Task material →
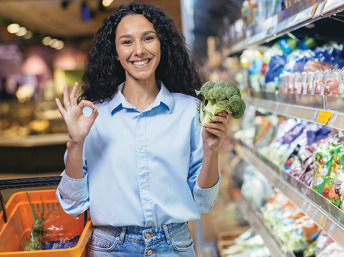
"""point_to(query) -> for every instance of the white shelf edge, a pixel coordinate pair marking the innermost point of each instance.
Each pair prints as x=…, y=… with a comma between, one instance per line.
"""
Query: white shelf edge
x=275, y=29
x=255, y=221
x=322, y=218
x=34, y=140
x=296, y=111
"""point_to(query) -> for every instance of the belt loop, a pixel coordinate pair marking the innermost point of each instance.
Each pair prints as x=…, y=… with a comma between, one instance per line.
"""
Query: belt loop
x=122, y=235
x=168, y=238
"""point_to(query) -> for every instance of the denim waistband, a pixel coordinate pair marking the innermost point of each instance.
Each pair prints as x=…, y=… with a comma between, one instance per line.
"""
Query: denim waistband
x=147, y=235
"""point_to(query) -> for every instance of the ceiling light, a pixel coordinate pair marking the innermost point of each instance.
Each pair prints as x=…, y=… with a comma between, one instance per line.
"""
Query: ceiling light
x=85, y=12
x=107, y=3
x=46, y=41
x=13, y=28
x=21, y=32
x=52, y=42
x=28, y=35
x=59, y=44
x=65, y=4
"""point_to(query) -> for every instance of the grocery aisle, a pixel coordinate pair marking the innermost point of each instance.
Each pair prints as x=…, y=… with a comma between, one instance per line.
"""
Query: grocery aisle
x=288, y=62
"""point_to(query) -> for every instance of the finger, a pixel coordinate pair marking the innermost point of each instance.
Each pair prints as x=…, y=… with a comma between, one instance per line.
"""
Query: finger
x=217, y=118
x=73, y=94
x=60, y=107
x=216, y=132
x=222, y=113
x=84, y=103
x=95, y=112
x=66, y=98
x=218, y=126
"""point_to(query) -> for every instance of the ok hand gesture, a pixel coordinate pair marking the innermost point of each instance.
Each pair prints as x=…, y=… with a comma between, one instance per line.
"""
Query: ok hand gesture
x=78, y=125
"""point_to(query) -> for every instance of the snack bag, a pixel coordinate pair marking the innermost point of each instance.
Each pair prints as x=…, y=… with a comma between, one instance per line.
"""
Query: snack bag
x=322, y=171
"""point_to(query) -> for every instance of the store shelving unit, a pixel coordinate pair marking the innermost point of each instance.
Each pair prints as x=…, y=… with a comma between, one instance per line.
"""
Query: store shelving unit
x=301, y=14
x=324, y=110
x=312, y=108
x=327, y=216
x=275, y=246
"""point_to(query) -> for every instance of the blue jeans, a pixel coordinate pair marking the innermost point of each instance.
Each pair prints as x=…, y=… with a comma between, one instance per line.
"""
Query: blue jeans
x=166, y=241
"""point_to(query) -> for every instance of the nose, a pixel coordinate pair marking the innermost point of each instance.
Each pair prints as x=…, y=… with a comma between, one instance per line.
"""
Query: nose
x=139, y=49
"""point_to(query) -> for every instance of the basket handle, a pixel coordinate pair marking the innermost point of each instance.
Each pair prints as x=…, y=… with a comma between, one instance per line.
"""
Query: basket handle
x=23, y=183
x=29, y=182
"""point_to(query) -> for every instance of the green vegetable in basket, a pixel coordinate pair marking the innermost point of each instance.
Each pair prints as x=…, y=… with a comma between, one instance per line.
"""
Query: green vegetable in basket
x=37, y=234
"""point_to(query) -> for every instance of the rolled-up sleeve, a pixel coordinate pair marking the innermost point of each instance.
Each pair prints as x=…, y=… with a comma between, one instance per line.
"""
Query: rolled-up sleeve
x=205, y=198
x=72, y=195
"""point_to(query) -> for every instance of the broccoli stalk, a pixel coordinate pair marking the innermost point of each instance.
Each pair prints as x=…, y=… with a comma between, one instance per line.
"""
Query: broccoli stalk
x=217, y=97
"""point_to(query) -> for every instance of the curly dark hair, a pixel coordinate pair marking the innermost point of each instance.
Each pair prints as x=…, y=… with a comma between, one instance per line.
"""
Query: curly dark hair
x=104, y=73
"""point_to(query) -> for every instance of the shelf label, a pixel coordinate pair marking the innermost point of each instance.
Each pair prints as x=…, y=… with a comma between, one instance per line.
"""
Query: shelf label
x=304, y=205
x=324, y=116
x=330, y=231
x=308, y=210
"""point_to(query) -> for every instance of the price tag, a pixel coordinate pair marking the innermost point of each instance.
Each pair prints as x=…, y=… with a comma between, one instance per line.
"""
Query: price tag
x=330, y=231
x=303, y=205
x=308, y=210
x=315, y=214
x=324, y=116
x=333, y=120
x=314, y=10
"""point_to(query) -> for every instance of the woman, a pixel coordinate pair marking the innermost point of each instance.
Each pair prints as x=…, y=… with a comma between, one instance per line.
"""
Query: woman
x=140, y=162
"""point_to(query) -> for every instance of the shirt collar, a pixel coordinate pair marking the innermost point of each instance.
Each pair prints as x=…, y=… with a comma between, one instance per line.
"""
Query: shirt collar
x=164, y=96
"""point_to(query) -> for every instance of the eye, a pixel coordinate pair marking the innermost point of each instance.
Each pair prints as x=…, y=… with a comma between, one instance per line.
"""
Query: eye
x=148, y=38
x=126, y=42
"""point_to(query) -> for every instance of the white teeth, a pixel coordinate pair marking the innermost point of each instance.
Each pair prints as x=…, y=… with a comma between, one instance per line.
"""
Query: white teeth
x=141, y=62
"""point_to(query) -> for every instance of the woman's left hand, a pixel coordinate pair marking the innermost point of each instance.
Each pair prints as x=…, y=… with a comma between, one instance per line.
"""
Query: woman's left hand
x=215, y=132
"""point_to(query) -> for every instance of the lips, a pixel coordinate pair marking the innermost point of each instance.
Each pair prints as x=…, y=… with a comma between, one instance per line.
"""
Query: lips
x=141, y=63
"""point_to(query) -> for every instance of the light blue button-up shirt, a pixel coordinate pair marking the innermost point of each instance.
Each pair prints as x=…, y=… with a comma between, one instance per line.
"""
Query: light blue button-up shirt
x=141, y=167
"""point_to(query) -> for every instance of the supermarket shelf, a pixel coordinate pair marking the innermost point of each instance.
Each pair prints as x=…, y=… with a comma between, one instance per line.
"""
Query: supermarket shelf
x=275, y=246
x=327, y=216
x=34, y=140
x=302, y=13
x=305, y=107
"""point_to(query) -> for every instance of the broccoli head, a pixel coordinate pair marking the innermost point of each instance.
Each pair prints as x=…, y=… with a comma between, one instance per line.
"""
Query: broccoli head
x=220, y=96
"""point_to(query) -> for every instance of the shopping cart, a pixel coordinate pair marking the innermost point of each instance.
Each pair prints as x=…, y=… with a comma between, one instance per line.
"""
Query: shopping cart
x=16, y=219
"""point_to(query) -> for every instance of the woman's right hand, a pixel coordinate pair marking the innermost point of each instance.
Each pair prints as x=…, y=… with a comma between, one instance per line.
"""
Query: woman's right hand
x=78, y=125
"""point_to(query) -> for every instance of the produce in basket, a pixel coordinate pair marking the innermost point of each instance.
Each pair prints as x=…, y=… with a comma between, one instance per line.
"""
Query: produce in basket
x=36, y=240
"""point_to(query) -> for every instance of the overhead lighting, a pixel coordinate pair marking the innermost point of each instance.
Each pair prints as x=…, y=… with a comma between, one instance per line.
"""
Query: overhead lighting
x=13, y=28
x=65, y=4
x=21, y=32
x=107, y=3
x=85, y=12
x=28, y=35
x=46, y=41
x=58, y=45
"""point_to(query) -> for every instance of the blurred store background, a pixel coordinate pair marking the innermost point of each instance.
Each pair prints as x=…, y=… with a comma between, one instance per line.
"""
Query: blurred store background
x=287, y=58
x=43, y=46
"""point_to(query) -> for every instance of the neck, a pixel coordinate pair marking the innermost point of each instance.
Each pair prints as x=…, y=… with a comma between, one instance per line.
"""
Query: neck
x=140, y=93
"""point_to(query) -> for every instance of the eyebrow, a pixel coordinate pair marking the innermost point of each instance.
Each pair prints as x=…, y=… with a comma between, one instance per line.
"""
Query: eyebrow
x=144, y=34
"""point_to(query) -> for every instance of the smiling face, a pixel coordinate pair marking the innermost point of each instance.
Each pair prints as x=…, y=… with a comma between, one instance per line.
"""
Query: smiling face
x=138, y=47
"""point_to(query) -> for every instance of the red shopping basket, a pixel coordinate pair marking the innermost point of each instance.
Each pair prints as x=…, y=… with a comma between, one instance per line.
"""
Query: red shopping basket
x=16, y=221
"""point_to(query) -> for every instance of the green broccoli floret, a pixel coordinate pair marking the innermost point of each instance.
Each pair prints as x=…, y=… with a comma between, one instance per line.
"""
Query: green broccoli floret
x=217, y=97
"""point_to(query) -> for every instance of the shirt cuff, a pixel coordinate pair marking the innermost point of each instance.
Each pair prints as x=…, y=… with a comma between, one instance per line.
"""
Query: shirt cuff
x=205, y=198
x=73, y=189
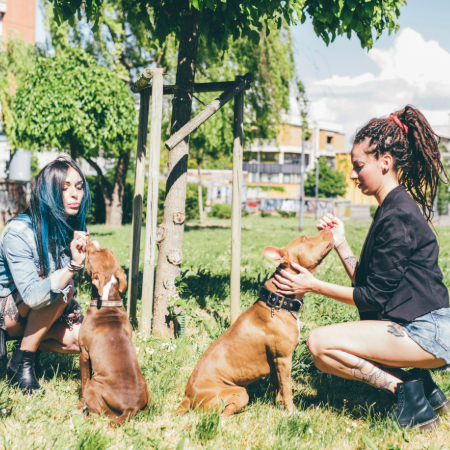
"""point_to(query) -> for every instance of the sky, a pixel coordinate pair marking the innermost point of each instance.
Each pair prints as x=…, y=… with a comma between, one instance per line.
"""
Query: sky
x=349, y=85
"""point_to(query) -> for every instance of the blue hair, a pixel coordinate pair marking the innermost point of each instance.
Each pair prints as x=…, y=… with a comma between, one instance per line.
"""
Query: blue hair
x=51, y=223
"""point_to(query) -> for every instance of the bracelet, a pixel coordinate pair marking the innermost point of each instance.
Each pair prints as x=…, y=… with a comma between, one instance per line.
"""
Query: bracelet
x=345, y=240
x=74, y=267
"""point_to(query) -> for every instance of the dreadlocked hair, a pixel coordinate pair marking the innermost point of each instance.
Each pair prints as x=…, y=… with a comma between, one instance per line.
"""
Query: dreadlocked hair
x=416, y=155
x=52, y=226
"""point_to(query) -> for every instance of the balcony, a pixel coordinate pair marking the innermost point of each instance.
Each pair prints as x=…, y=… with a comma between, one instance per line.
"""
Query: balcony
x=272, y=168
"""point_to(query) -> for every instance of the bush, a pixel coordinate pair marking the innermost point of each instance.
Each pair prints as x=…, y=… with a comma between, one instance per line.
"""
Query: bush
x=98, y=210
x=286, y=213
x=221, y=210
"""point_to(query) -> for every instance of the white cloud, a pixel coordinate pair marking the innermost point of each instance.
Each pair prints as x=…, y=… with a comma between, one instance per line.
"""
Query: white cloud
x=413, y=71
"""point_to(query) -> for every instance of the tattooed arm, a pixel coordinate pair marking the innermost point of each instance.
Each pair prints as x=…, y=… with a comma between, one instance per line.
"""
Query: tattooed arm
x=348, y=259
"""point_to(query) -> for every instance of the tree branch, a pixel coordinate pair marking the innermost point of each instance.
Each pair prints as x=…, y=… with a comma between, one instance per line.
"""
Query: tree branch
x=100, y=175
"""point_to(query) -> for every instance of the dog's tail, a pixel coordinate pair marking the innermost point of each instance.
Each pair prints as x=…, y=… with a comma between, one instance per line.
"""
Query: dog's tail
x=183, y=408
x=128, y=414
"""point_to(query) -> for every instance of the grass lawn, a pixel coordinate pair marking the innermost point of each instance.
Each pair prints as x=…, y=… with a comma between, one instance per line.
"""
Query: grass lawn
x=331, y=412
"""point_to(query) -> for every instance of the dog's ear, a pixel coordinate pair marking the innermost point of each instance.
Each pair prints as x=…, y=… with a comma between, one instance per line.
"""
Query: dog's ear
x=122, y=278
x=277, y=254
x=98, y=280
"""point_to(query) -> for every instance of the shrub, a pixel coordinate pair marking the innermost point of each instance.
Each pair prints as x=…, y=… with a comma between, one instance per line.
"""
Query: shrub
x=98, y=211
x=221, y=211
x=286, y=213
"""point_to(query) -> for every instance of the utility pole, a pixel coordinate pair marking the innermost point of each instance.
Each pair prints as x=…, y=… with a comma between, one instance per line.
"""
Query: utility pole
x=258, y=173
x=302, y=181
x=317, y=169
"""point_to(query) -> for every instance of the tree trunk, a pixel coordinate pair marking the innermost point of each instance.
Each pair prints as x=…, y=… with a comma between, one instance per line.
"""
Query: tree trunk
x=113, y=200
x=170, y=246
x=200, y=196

Task brief → Above are the lines; repeat exactly the ones from the line containing "Query: store shelving unit" down to the line containing "the green vegetable", both inclusive.

Result →
Query: store shelving unit
x=301, y=14
x=324, y=110
x=312, y=108
x=327, y=216
x=275, y=246
"""point_to(query) -> for every instance of the blue jeans, a pixel coordinate pair marking the innermost point of each instance.
Each pair prints as x=…, y=… with a comma between, one instance per line.
"""
Query: blue jeans
x=166, y=241
"""point_to(query) -> for every instance of the nose, a pixel coordinate pair marking the innermost point of each instance.
Each pair prints as x=…, y=… with a comma between, one instance per line.
"""
Query: nose
x=139, y=49
"""point_to(query) -> for every instance of the basket handle, a pixel coordinate pair marking the innermost point of each instance.
Each pair prints as x=…, y=… with a comma between, one instance per line.
"""
Query: basket handle
x=23, y=183
x=29, y=182
"""point_to(query) -> for every instance of the green vegetable in basket, a pixel coordinate pair marking the innermost point of each instance.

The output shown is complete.